What needs to be done: The response should be an exact transcription of the data below, free of images.

Given data:
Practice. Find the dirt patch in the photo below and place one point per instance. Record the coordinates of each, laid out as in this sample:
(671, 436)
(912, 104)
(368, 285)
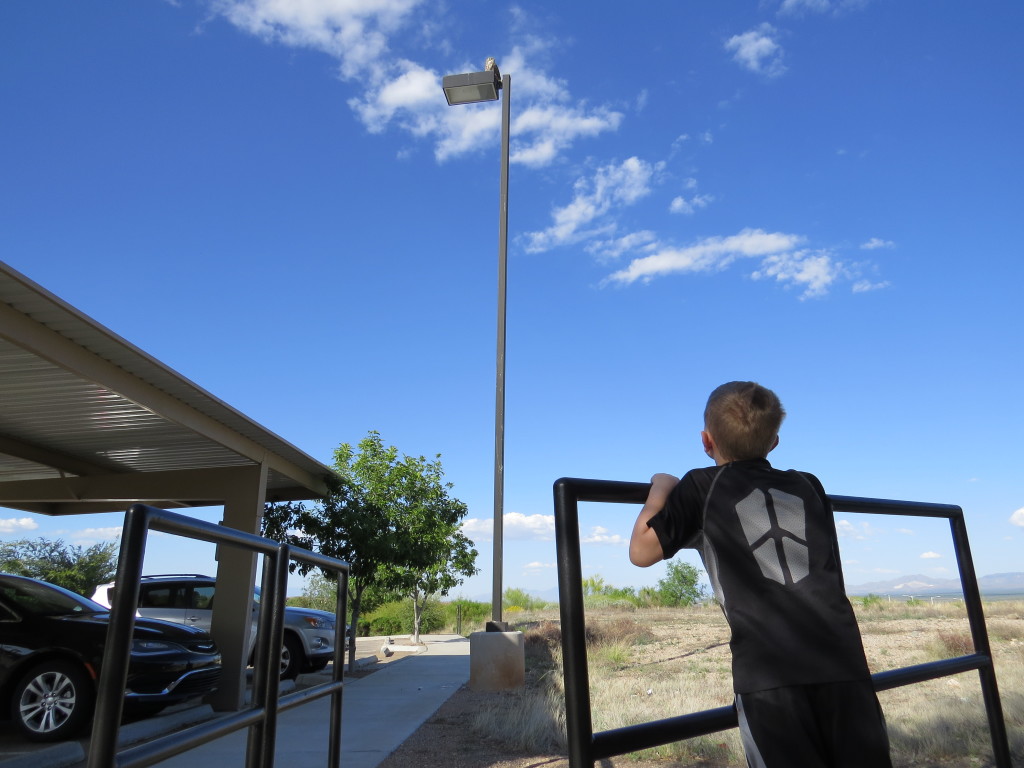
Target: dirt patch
(695, 645)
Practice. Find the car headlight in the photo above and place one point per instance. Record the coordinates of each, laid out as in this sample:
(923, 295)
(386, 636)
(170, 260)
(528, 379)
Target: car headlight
(152, 646)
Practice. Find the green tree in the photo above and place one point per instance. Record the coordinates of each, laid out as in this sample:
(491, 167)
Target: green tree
(390, 517)
(680, 586)
(434, 555)
(78, 568)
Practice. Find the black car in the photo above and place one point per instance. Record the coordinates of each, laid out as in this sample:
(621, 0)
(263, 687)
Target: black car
(51, 645)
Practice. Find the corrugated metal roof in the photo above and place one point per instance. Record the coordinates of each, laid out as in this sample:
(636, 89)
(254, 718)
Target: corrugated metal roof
(101, 406)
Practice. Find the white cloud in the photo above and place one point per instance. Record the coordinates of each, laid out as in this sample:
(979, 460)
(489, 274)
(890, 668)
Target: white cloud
(707, 255)
(611, 249)
(515, 525)
(610, 186)
(17, 524)
(396, 91)
(88, 537)
(538, 566)
(864, 286)
(758, 51)
(354, 32)
(812, 270)
(847, 529)
(599, 535)
(797, 6)
(689, 207)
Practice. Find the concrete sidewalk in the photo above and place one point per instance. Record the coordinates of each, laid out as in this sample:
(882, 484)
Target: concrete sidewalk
(379, 712)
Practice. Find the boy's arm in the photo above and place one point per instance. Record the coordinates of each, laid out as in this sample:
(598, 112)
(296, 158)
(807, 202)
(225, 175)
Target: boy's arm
(645, 549)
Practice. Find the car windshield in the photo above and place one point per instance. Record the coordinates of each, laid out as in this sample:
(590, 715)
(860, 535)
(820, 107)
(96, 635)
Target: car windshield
(39, 599)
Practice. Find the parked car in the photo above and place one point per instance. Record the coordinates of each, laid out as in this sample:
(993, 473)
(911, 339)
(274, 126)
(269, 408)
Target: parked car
(187, 598)
(51, 646)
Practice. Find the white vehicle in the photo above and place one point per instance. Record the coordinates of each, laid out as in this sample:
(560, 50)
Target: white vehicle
(187, 599)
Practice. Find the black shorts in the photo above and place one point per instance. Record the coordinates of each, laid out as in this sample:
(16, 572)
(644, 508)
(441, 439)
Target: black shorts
(834, 725)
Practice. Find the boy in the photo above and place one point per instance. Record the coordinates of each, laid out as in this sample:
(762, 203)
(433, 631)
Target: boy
(804, 695)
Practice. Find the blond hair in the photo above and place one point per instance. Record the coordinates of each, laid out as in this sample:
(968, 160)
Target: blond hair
(743, 418)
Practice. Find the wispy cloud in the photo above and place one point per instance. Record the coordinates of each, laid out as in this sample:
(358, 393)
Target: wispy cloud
(860, 531)
(599, 535)
(88, 537)
(398, 91)
(585, 217)
(689, 207)
(758, 50)
(17, 524)
(515, 525)
(800, 6)
(707, 255)
(538, 566)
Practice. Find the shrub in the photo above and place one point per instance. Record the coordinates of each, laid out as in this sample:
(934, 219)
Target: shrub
(473, 615)
(396, 617)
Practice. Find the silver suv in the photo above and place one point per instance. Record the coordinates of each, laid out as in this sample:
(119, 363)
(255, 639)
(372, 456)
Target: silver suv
(187, 598)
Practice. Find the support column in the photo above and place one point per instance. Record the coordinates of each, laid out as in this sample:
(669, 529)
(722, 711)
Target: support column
(232, 614)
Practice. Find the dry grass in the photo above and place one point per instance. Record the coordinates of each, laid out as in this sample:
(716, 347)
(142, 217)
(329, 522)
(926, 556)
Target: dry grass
(656, 664)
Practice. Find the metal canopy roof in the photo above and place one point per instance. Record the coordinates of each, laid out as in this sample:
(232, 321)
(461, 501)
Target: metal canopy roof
(91, 423)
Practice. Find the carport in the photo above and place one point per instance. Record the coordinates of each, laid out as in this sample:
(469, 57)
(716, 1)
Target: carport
(91, 423)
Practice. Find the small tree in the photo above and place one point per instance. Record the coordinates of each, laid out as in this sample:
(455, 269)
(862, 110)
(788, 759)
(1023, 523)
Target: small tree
(78, 568)
(680, 586)
(390, 517)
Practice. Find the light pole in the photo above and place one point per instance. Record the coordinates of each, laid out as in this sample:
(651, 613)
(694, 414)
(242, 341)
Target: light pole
(466, 89)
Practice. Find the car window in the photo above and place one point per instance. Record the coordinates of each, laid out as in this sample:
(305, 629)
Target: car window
(163, 596)
(46, 600)
(203, 598)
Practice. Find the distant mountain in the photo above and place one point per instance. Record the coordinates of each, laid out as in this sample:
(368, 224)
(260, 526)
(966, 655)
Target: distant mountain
(922, 585)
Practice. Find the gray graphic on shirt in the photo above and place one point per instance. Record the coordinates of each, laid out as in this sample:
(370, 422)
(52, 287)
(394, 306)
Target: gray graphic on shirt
(775, 526)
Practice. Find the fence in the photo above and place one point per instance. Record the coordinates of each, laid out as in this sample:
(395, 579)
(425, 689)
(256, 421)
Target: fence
(261, 718)
(585, 747)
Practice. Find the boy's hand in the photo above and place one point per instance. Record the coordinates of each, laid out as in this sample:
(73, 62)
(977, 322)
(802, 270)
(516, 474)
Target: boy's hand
(645, 549)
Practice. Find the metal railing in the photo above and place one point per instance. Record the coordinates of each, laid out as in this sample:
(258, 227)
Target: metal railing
(261, 718)
(585, 747)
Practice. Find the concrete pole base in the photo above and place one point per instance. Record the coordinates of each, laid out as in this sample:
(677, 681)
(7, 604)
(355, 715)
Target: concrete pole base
(497, 660)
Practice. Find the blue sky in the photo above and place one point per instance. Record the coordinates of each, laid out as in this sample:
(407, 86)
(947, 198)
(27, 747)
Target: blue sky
(823, 196)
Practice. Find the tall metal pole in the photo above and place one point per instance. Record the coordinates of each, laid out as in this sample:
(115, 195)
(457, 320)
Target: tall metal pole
(503, 237)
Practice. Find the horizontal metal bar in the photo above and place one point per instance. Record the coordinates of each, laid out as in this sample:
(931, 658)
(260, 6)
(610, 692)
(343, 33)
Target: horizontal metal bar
(584, 489)
(633, 737)
(645, 735)
(890, 507)
(172, 522)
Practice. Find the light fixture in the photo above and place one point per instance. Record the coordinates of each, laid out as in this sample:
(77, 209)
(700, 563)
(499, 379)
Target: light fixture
(472, 87)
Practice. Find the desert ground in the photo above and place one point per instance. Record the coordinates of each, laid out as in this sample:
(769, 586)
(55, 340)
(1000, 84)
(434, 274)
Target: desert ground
(648, 665)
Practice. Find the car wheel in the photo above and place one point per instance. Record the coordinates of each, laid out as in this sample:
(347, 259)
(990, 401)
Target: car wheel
(292, 657)
(54, 700)
(317, 664)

Exercise output:
Practice. Find the dirt patch in the photo below and place one point per instance. Record the coordinates of each, laid out as in this sample:
(671, 436)
(912, 104)
(368, 285)
Target: dirt patch
(695, 645)
Practice. Find the car headlight in the photo above and place one point per instance. Record the coordinates of each, laid out as in this sample:
(923, 295)
(386, 636)
(170, 260)
(528, 379)
Target: car headlight
(152, 646)
Practice. Find the green tree in the photo above and place one point per instance. Record the coordinates of each, laid out as in this sample:
(491, 167)
Target: green tree
(390, 517)
(680, 586)
(434, 555)
(78, 568)
Practice. Find the black car in the photo above and place one point per instance. Record the coordinates of each, laid out as in this sample:
(621, 0)
(263, 687)
Target: black car
(51, 645)
Practice. Find the corrugated metal roof in the photo above and place one point per instance. Record the coordinates of each, laid out as in this sample:
(636, 89)
(254, 718)
Target: corrugated metal roof
(101, 406)
Practice. Find the white cloud in the photo above and place one point per instance. Record the coordinates of each, laid out as in this sample:
(979, 460)
(489, 274)
(890, 668)
Target: white cloud
(707, 255)
(611, 249)
(515, 525)
(610, 186)
(17, 524)
(396, 91)
(88, 537)
(538, 566)
(864, 286)
(758, 51)
(354, 32)
(812, 270)
(847, 529)
(599, 535)
(797, 6)
(689, 207)
Practice. Find the concrete sidewalk in the photo above and place one point per instance. Record the coordinates of each, laid out as in this sample:
(882, 484)
Target: concrete sidewalk
(379, 712)
Practice. Find the boy's arm in the photo above and place one point per instance. Record the coordinates of each, laid out as in this sample:
(598, 112)
(296, 158)
(807, 202)
(225, 175)
Target: boy's arm
(645, 549)
Practice. Find the car windshield in the photo above and place one point per instance. Record the coordinates of each, laid out as in this sample:
(590, 715)
(860, 535)
(820, 107)
(96, 635)
Target: car windshield
(39, 599)
Practice. Find the parked car in the photo above and place one point per instance. Record the coordinates of each, laid out as in this sample:
(993, 473)
(911, 339)
(274, 126)
(269, 408)
Target: parked car
(187, 598)
(51, 646)
Practice. Find the white vehicle in the photo above and place one point per instance. Record the coordinates of each, laid out as in this sample:
(560, 50)
Target: white vehicle
(187, 599)
Practice. Find the black shorts in the photo above and place one point per instance. Record the coordinates of each, laid out as in this sample:
(16, 572)
(644, 508)
(441, 439)
Target: black shorts
(834, 725)
Practice. Find the boy in the photo above and place one point per instance. Record the coordinates of each, laid out as in this sample:
(762, 203)
(433, 631)
Target: boy
(804, 695)
Practice. Find the blond hair in the photo above and place one point per instance. Record the coordinates of each, laid out as in this sample:
(968, 160)
Target: blond hair
(743, 418)
Practice. Find the wispy cloud in the photo above and place one point per instance. Record the coordinates of each, laid out as in this sample:
(358, 393)
Target: wispy cloud
(860, 531)
(599, 535)
(88, 537)
(398, 91)
(585, 217)
(689, 207)
(758, 50)
(17, 524)
(515, 525)
(800, 6)
(707, 255)
(538, 566)
Practice. Find the shrub in the photo above and place one point per instance. Record the coordinates of each, laid out as in this sample:
(934, 219)
Target: shrub
(473, 615)
(396, 617)
Practice. Find the silver suv in the photo above and place one point per instance. Record the coordinates of each, laid out as in this sample:
(119, 363)
(255, 639)
(372, 456)
Target: silver suv
(187, 598)
Practice. Find the support column in the photo above and place one point per instance. Record the coordinates of each, laid out as in this sample:
(669, 529)
(722, 711)
Target: support column
(232, 614)
Practice. Find the dry grass in the photo above and place one point per instance. Record the coordinates of each, laid out as in this sample:
(716, 347)
(142, 217)
(329, 522)
(926, 556)
Target: dry grass
(656, 664)
Practice. Find the metal canopy roof in the photo above and place one point per instance. Record the coordinates of each, laid out as in this sample:
(232, 321)
(461, 501)
Target: metal canopy roof
(91, 423)
Practice. Find the carport in the photo above and place one point per instance. Record the coordinates of each, laid out as in this sample:
(469, 57)
(716, 1)
Target: carport
(91, 423)
Practice. Find the small tree in the photo above and place one point per instance. Record the coordinates of each, laid out as in this sample:
(455, 269)
(862, 110)
(788, 759)
(1023, 523)
Target: small tree
(78, 568)
(680, 586)
(390, 517)
Practice. Find the light pole in the photo above and place one point per instance. Record the coordinates of each, laid out as in this sample:
(651, 613)
(694, 414)
(242, 341)
Target: light pole
(466, 89)
Practice. Find the car window in the photo above and place one point per instance. Record the coordinates of each, laid out as in this sample:
(305, 629)
Target: car window
(163, 596)
(46, 600)
(203, 598)
Practice. Find the distant mountain in the photo above and place one point per instance. Record the coordinates of each, laid out as in this sample:
(368, 224)
(260, 526)
(966, 655)
Target: distant mountain
(922, 585)
Practice. Find the gray graphic on shirt in the photo above and place one point per instance. Record the coordinates of each, laid out as in this sample:
(370, 422)
(52, 287)
(394, 306)
Target: gray graphic on shirt
(775, 526)
Practice. Find the fence in the photo above and place one point per instance. Record the coordinates of each, laid out as in this sample:
(395, 579)
(425, 689)
(256, 421)
Target: fence
(261, 718)
(585, 747)
Practice. Find the boy's hand in the photo above and place one point per instance. Record the coordinates of each, laid out as in this sample:
(73, 62)
(977, 322)
(802, 270)
(516, 474)
Target: boy's hand
(645, 549)
Practice. Find the metal railing in the photo above and place one point per instance. Record the coordinates of each, laid out as in this sample:
(258, 227)
Target: metal railing
(261, 718)
(585, 747)
Practice. Find the concrete pole base in the photo above and place one point per instance. Record the coordinates of each, laid out as in this sample:
(677, 681)
(7, 604)
(355, 715)
Target: concrete pole base
(497, 660)
Practice. Find the blue sky in the photo above and place one point per instance. Record the coordinates of each, laid out as in this sample:
(407, 86)
(947, 198)
(27, 747)
Target: blue sky
(823, 196)
Practice. Find the tall metal pole in the photo above and place one point per instance. Record the coordinates of each, laid out as in this sample:
(115, 195)
(457, 320)
Target: tall metal pole
(503, 237)
Practice. Find the horizontal metal bar in the photo above and place one point per instance. Record the coordinates of each, laid out as in this sample:
(931, 658)
(260, 6)
(610, 692)
(343, 33)
Target: horizontal metal bar
(584, 489)
(633, 737)
(645, 735)
(890, 507)
(172, 522)
Practice. Find the light fixture in the photo above and place one point per instance. Record the coordinates of each, laid out as in this sample:
(77, 209)
(700, 563)
(499, 379)
Target: light fixture
(472, 87)
Practice. Find the desert ground in the photo above and place one point per instance. Record the coordinates of each, laid out as in this sample:
(769, 586)
(55, 340)
(1000, 84)
(434, 274)
Target: desert ground
(648, 665)
Practice. Find the car wheel in the photo above and place one point per instance. Record the coordinates of each, laid out as in this sample:
(347, 259)
(990, 401)
Target: car wheel
(292, 657)
(54, 700)
(317, 664)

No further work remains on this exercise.